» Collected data
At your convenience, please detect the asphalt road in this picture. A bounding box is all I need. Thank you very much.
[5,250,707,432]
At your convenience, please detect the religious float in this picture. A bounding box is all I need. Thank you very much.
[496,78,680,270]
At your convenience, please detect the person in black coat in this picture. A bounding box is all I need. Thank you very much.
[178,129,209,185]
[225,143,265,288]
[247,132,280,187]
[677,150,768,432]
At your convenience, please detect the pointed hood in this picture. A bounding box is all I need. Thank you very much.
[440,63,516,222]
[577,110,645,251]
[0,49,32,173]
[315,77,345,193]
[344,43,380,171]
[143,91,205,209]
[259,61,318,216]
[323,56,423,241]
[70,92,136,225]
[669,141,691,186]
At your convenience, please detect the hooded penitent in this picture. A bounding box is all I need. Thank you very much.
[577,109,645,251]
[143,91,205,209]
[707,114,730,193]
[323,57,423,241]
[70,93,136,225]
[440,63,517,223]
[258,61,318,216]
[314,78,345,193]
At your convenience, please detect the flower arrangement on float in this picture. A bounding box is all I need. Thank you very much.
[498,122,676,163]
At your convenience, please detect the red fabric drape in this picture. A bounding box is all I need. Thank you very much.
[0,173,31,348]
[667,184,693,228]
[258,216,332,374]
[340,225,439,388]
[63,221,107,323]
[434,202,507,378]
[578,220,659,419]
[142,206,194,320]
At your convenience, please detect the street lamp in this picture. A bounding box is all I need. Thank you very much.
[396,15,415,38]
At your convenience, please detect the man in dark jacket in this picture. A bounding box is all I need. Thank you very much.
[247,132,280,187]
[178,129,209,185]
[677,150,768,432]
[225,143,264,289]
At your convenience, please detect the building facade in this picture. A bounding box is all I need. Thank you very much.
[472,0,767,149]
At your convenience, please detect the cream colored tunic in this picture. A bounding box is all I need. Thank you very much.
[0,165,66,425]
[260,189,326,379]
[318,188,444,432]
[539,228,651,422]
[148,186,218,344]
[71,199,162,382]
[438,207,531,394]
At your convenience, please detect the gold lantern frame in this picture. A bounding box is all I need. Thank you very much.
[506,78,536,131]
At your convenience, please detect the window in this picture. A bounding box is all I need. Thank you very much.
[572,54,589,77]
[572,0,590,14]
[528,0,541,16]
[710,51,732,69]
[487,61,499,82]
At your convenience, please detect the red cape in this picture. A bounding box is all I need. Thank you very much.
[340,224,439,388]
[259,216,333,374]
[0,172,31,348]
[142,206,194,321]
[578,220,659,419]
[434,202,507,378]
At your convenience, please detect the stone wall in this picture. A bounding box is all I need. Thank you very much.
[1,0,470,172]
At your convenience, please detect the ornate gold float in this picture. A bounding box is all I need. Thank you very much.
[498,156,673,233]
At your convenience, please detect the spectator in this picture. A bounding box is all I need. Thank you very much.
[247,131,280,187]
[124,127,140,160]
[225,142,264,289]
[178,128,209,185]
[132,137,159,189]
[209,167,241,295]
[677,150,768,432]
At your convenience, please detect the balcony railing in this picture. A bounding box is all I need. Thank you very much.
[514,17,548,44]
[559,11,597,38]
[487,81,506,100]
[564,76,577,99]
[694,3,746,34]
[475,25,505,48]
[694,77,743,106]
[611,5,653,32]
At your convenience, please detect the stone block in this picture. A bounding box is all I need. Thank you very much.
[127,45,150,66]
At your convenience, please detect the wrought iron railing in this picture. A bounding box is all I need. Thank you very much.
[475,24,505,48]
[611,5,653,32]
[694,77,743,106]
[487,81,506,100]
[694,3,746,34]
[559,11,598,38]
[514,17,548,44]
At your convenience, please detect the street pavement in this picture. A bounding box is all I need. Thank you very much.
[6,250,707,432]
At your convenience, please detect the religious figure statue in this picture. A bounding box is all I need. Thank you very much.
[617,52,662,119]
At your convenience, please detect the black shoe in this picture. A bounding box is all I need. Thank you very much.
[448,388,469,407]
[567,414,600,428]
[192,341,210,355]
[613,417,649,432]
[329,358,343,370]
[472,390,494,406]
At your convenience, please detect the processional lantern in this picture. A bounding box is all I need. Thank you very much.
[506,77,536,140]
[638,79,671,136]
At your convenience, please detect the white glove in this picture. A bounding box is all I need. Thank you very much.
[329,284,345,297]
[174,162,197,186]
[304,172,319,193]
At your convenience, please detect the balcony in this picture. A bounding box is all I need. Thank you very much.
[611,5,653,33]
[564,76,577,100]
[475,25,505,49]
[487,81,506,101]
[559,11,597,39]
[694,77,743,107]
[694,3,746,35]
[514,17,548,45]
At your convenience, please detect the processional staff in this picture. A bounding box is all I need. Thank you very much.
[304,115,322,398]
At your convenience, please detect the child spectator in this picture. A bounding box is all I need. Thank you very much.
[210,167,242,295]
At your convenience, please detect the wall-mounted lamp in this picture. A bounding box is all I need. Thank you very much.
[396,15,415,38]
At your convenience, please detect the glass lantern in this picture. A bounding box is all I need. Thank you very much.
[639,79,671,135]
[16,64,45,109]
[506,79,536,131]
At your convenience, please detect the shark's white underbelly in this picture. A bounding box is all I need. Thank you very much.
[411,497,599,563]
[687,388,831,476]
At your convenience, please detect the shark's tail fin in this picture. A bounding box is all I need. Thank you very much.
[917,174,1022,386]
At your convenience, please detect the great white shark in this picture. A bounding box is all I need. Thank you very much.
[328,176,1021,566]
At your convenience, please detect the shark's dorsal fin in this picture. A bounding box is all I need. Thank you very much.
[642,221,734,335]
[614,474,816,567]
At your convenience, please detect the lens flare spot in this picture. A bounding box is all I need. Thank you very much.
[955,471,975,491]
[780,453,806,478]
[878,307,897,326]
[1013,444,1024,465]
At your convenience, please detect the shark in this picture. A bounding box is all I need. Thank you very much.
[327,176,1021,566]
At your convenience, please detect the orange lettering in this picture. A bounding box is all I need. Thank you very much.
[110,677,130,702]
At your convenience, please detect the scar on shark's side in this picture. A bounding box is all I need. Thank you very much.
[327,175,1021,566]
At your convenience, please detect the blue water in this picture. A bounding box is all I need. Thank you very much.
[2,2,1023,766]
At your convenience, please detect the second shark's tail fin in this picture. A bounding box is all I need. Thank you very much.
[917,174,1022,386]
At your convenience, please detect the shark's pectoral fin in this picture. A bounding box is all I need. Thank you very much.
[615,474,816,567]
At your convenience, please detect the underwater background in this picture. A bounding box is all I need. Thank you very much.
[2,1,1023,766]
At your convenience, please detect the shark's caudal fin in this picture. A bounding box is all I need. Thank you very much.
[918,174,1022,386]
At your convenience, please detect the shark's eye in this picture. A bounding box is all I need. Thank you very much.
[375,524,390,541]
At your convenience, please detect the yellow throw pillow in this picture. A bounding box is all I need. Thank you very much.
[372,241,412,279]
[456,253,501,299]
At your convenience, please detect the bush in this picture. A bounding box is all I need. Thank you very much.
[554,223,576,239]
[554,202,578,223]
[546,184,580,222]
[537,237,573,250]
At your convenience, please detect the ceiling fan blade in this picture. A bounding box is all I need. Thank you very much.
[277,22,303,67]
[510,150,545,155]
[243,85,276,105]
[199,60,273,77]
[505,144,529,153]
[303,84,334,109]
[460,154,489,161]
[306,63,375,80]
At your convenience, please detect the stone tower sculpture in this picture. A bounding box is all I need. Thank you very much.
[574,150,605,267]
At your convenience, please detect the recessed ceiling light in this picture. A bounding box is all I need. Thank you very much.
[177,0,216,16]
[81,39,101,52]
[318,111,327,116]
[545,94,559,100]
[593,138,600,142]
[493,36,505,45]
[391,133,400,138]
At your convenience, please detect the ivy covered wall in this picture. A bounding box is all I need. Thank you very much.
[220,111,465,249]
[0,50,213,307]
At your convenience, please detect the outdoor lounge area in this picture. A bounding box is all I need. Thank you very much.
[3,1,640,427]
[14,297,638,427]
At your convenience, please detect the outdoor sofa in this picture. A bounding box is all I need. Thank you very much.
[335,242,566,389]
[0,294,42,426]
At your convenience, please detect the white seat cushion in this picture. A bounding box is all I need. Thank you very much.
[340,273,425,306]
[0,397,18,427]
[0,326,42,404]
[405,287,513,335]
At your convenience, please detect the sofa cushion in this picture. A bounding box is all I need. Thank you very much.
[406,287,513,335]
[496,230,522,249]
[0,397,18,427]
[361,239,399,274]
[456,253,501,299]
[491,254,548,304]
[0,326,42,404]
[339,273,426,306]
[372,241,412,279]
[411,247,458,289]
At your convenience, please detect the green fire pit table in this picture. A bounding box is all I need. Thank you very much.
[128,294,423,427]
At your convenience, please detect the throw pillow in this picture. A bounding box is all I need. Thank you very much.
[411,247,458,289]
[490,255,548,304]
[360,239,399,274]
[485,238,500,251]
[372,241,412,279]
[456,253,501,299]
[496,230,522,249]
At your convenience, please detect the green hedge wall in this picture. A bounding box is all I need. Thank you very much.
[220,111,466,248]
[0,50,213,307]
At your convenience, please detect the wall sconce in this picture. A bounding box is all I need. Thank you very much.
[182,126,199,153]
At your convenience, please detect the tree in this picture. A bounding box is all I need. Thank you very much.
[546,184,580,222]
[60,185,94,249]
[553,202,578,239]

» What you should do
Please write out, exactly as they appear, the lines from the one containing "At your convenience, please detect the throw" through the last line of the records above, and nothing more.

» Response to the task
At your convenience, please detect the throw pillow in this picture. A bounding box is all I need. Thank you very much.
[411,247,458,289]
[490,255,548,304]
[360,239,399,274]
[485,238,500,251]
[372,241,412,279]
[456,253,501,299]
[496,230,522,249]
At your convenience, please detect the green hedge wall in this picture. A bounding box is all I need. Thank you very much.
[220,111,466,248]
[0,50,213,307]
At your convenience, please detect the wall sconce in this picture. A bounding box is all I need. Thank you very much.
[182,126,199,153]
At your convenience, please detect the tree in this picture. A bounding box is all I need. Thank you very much.
[546,184,580,222]
[60,185,94,249]
[553,202,578,239]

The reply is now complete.